Selected extract:
-----
Ogilvy & Mather has created over $100 million worth of advertising for clients in many financial fields – banking, insurance, investments, credit cards.

Here are twelve of the things we have learned.

1. The most important decision

How should you position your financial product or service? This is the most important decision you will make. It affects the way you conduct your business, as well as what you say in advertising.

Merrill Lynch is positioned as a total financial services center, not as just as stockbroker.

American Express Travelers Cheques are position for domestic travel, as well as foreign.

The fidelity Bank of Philadelphia is positioned as the bank that does the most to stretch your money.

The results of your campaign depend less on how your advertising in written than on how your product is positioned. It follows that positioning should be decided before the advertising is created.

Research can help. Look before you leap.

Ogilvy - Consistency Pays

Consistency pays. The position for this American Express campaign is 10 years old. It won the 1973 David Ogilvy award – given solely for success in sales.

2. Build a bond of trust

Any advertisement is likely to work better if readers believe in it. In financial advertising is pays to build a bond of trust. This is because many financial services offer benefits that cannot be seen or measured for years, yet are vital to the customer’s well-being.

Here are five ways to build trust:

  • Demonstrate your stability. You are asking people to come forward with hundreds, even thousands of dollars. Perhaps their entire life savings. Nobody wants to entrust his money to a bank or brokerage house that might fail. Your advertising can help build confidence in your stability.

    When Merrill Lynch was s still a private company, they didn’t have to publish an annual report. But the published on anyway, and offered it in advertising.

    Merrill Lynch ‘s philosophy of “doing business in a goldfish bowl” suggested that they had nothing to hide. It paid dividends in good will and new business.

  • Find a spokesman your prospects will trust. When Ogilvy & Mather was looking for a spokesman for New York’s Bowery Savings Bank, we asked this question: “Who personifies New York at its best, and would be trusted instinctively by New Yorkers?”

    Joe DiMaggio led the list by a wide margin and became The Bowery’s spokesman. Within eight months, awareness of The Bowery’s advertising increased 50 percent.

  • Be scrupulously honesty. In a commercial about their annual report, City Investing Company said: “Where we did well, we show you. And where we didn’t do so well, we show you that, too. People trust a company that tells the truth.
  • Show who is behind those granite walls. It is easier to trust a human being than a faceless company. Investors, for example, want to know who is handling their money. Lionel D. Edie & Co., the investment advisory subsidiary of Merrill Lynch, showed their top investment advisors in their advertising. It helped establish person-to-person contact with dozens of prospective accounts.
  • Don’t be cute. People take their money seriously and are seldom disposed to trust it to a comedian. Ogilvy & Mather has found that it pays to leave whimsy to those who advertise whimsical products.

3. Offer a unique benefit – and advertise it.

American Express is the only brand of travelers cheques which guarantees an emergency refund 24 hours a day, 365 days a year, anywhere in the continental U.S. Their advertisements never fail to mention this fact.

4. Simplify your offer

Like every other commercial bank in Philadelphia, The Fidelity Bank offered a schedule of reducing checking costs for customers who kept certain balances in their checking account or savings account. The idea was unwieldy and complicated to explain in advertising.
-----
Labeled-object pointing records:
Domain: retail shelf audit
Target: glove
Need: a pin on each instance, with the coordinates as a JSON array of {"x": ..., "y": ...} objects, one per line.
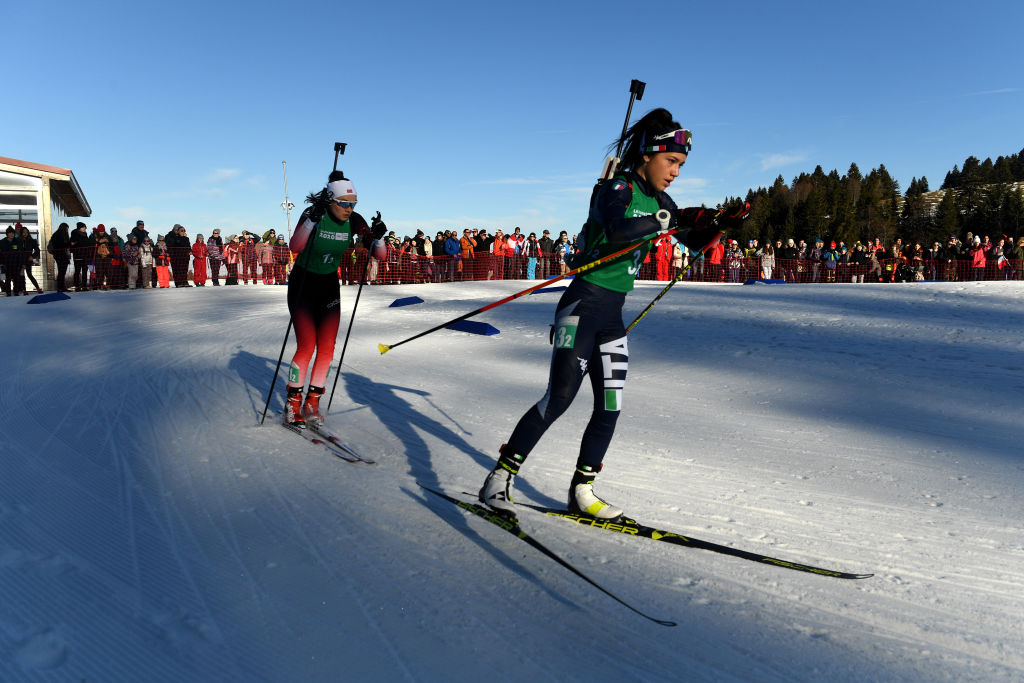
[
  {"x": 696, "y": 216},
  {"x": 377, "y": 226},
  {"x": 666, "y": 220},
  {"x": 318, "y": 206},
  {"x": 734, "y": 219}
]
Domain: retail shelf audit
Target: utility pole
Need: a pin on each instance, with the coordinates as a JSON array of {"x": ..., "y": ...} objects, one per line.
[{"x": 286, "y": 205}]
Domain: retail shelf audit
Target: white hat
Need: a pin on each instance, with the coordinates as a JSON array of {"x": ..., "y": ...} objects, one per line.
[{"x": 340, "y": 187}]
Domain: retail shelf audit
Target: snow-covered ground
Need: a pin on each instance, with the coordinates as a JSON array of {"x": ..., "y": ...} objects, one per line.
[{"x": 150, "y": 530}]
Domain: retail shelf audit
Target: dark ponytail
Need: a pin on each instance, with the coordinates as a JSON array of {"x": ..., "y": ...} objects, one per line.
[{"x": 653, "y": 123}]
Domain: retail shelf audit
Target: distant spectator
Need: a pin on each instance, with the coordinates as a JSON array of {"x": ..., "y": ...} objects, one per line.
[
  {"x": 29, "y": 253},
  {"x": 200, "y": 253},
  {"x": 248, "y": 251},
  {"x": 788, "y": 255},
  {"x": 282, "y": 255},
  {"x": 232, "y": 255},
  {"x": 1018, "y": 259},
  {"x": 119, "y": 273},
  {"x": 9, "y": 258},
  {"x": 131, "y": 254},
  {"x": 215, "y": 250},
  {"x": 677, "y": 260},
  {"x": 162, "y": 262},
  {"x": 146, "y": 262},
  {"x": 767, "y": 255},
  {"x": 102, "y": 256},
  {"x": 977, "y": 259},
  {"x": 734, "y": 260},
  {"x": 829, "y": 257},
  {"x": 547, "y": 246},
  {"x": 59, "y": 249},
  {"x": 81, "y": 251},
  {"x": 179, "y": 249}
]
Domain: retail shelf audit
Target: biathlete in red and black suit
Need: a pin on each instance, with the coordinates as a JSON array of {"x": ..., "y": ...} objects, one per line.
-----
Required task A:
Why does the text on financial advertising say it pays to build a bond of trust in that field? Answer in one to three sentences.
Required task B:
Carry the text on financial advertising forward, starting after its final sentence about The Fidelity Bank's checking-cost idea being hard to explain.

Task output A:
Many financial services offer benefits that cannot be seen or measured for years, yet those benefits are vital to the customer's well-being. Any advertisement is also likely to work better when readers believe in it.

Task output B:
Unlike other banks, Fidelity simplified its offer by advertising free checking for anyone who kept at least $400 in a savings account.

Result: In just four months, Fidelity Bank quadrupled the number of customers in its free checking program – and enjoyed a healthy increase in savings deposits.

5. Go on television

There is a theory that television provides too much “waste circulation” to be efficient in reaching upper income groups. This theory has been proven false. The visibility and impact of television can more than offset the diversity of its audience.

We have used television effectively for all our financial clients.

6. Find a unique symbol

A distinctive and memorable visual symbol can give your advertisement a hook that will catch in your prospect’s mind.

  • The Merrill Lynch bulls symbolises the company’s confidence in the long-term strength of the American economy.
  • The Nationwide blanket symbolises the complete coverage Nationwide can provide for your home, car, and family.

7. Go first class

It pays to give your services and image of quality. If your advertising looks cheap of ugly, prospects will assume that your service is shoddy.

8. Unify your advertising

Often a financial advertiser offers different services to different groups of people. Without a common theme, the advertising may seem to come from several small companies, rather than from a large one. That charging her of bulls makes every Merrill Lynch advertisement work toward a common cause even when the services offered are different.

9. Talk your customers’ language

Part of Joe DiMaggio’s appeal to New Yorkers is that he’s a “regular guy”. He never talks in trade jargon never builds a wall of arcane verbiage around The Bowery’s services.
By the end of his first years as spokesman, The Bowery’s share of the growth in savings bank deposits jumped 60 percent.

10. Make sure people know you really want their business

Many people are afraid of financial institutions. For example, they hesitate to ask for a loan out of fear of being turned down.

Fidelity Bank cut through this fear by announcing: “Fidelity Bank has $10 million to lend by May 1.” The money was gone in 60 days.

11. Make the most of news

We have found that financial advertising gets more readership when ties in with news.

But make sure you act fast. A Merrill Lynch advertisement on Phase Three controls was written, approved, set in type, and sent to newspapers within 12 hours of the newsbreak.

In the summer of 1971, many Americans abroad were unable to exchange their dollars for foreign currency because of an overnight devaluation. Immediately, Ogilvy & Mather people in London and Paris filmed interviews with Americans whose vacations had been saved by the American Express Card, which was still usable because charges on it are made in the local currency.

Within days, these interviews were on the air in television commercials. The number of people who rated the American Express Card as the “best general-purpose credit card” grew 40 percent faster than projections.

Merrill Lynch, Bullish on America

A distinctive symbol. Six weeks after this commercial went on the air, over 65% percent of the target audience could identify the firm that was bullish on America.

12. Don’t be afraid of long copy

A financial commitment is intensely interesting to the person about to make it. Be sure to give your prospects plenty of information.

Research shows that although readership falls off rapidly up to fifty words, it drops very little between 50 and 500 works.

One of the best coupon advertisements for Merrill Lynch contained more than 1,145 words. “The more you tell, the more you sell.”

How to integrate direct response into your marketing plan

If you have a new product or service, make sure your key prospects get the news ahead of the general public – in the mail.

And don’t ignore your current customers. They are often your best prospects.

Financial clients of Ogilvy & Mather

  • American Express Card.
  • American Express Travelers Cheques.
  • American Express International Banking Corp.
  • The Bowery Savings Bank.
  • City Investment Company.
  • The Fidelity Bank.
  • Merrill Lynch & Co., Inc.
  • Nationwide Insurance.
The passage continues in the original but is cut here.